Ein moderner Klassiker: ‚Jewels‘ / Das Staatsballett Berlin in der Deutschen Oper****

11. Juni 2016TheaterkritikenNo Comments

Balanchine Jewels Foto by Carlos Quezada DSC6114George Balanchine, einer der bedeutensten Choreographen des 20.Jahrhunderts, Gründer und langjähriger Leiter des „New York City Ballet“, verband 1967 drei tänzerische Preziosen zu einem seiner bewunderten, neo-klassischen Ballett-Abenden. Drei brilliant geschliffene, je halbstündige Stücke unterschiedlichsten Charakters, getanzt von den damaligen Stars seines berühmten Ensembles. Ohne Handlung, aber inspiriert vom Geist der jeweils gewählten Musik.

1.“Esmeralds“(Smaragde), ein Divertissement für zwei Solopaare, drei Solisten und einem weibllichen Corps de Ballet, beruht auf zwei Bühnenmusiken von Gabriel Fauré(„Pelléas und Melisnade“/“Shylock“). Es sind phantasievolle Variationen klassischern Tanzes, bestechend in seiner leicht melancholischen Anmut und spielerischen Grazie, wobei die ausgefeilten Armhaltungen (‚Port de Bras‘) der Damen – die lange, romantischen Tutüs tragen – diesen „Smaragden“ einen raffiniert-optischen Akzent verleihen. Die Grundfarbe der Ausstattung ist grün.

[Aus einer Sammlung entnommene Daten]
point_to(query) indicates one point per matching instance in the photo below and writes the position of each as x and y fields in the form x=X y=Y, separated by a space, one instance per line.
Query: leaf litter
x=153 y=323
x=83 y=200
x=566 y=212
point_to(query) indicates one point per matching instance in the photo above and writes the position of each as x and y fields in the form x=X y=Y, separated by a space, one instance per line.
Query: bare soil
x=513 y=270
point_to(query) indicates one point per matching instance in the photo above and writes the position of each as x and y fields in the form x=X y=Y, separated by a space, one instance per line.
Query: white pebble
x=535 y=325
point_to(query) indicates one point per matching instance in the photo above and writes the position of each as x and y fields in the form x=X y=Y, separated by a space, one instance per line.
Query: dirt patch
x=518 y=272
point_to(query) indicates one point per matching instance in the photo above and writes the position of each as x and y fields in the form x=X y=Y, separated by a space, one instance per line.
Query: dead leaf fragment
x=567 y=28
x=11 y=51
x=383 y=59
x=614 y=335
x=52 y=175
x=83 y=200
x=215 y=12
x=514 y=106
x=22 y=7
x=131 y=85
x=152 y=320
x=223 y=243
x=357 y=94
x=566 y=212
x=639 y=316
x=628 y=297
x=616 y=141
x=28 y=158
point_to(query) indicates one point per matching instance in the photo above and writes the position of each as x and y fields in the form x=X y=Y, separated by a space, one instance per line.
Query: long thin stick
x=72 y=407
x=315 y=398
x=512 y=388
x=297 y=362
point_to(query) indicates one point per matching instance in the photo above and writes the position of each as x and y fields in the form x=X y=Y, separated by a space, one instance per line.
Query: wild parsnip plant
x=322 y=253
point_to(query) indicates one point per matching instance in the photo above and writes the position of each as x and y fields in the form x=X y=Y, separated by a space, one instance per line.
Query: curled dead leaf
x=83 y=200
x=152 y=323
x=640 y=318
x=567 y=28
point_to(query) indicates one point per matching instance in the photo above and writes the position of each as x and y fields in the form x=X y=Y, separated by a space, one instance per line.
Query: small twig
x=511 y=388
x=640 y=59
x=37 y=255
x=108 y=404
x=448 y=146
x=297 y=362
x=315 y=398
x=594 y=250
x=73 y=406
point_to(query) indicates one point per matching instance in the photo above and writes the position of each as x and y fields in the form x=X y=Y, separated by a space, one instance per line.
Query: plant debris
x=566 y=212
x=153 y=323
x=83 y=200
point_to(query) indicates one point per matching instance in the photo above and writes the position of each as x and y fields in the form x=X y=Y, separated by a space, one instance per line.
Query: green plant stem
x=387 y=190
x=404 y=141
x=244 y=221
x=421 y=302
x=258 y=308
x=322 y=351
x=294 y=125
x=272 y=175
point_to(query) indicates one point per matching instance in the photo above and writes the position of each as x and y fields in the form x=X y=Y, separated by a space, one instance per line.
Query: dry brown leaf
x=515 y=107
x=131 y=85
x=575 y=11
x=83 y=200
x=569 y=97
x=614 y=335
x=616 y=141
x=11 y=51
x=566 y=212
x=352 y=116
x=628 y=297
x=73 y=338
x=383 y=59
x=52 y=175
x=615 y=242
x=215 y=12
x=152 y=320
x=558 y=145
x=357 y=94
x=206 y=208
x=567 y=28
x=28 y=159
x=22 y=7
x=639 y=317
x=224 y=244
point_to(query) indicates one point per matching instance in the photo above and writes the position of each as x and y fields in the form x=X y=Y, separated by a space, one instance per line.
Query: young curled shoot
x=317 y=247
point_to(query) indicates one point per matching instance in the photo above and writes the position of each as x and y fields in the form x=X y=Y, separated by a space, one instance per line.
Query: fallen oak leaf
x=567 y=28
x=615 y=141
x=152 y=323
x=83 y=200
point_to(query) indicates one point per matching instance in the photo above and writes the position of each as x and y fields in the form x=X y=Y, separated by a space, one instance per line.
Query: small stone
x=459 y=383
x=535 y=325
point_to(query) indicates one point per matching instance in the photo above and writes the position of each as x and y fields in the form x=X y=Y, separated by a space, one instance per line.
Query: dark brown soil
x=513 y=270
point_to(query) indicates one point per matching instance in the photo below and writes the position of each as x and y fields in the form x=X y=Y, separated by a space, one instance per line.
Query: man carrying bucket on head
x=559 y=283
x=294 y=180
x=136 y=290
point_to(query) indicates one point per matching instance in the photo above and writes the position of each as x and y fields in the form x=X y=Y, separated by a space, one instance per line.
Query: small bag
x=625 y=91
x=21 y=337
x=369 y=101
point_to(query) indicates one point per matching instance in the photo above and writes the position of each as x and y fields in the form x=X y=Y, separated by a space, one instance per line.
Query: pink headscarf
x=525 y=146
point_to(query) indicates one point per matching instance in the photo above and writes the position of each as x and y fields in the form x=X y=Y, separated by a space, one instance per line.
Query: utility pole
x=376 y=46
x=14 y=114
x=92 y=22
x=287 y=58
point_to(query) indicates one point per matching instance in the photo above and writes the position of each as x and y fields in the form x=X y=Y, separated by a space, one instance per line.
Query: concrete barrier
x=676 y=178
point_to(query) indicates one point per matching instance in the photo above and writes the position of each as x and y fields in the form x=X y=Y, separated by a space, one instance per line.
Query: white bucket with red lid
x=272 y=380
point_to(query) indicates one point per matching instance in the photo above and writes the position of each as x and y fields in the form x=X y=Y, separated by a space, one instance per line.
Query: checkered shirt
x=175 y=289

» **Aufgaben**
1. In welchem Jahr verband George Balanchine laut der Ballettkritik drei Stücke zu einem Ballettabend?
2. Gib bitte einen Abschnitt der Ballettkritik wortgetreu wieder, beginnend mit „Ein moderner Klassiker: ‚Jewels‘“ und weiter bis einschließlich „jeweils gewählten Musik.“.

» **Die Ergebnisse**
1. 1967

2.
Ein moderner Klassiker: ‚Jewels‘ / Das Staatsballett Berlin in der Deutschen Oper****

11. Juni 2016TheaterkritikenNo Comments

Balanchine Jewels Foto by Carlos Quezada DSC6114George Balanchine, einer der bedeutensten Choreographen des 20.Jahrhunderts, Gründer und langjähriger Leiter des „New York City Ballet“, verband 1967 drei tänzerische Preziosen zu einem seiner bewunderten, neo-klassischen Ballett-Abenden. Drei brilliant geschliffene, je halbstündige Stücke unterschiedlichsten Charakters, getanzt von den damaligen Stars seines berühmten Ensembles. Ohne Handlung, aber inspiriert vom Geist der jeweils gewählten Musik.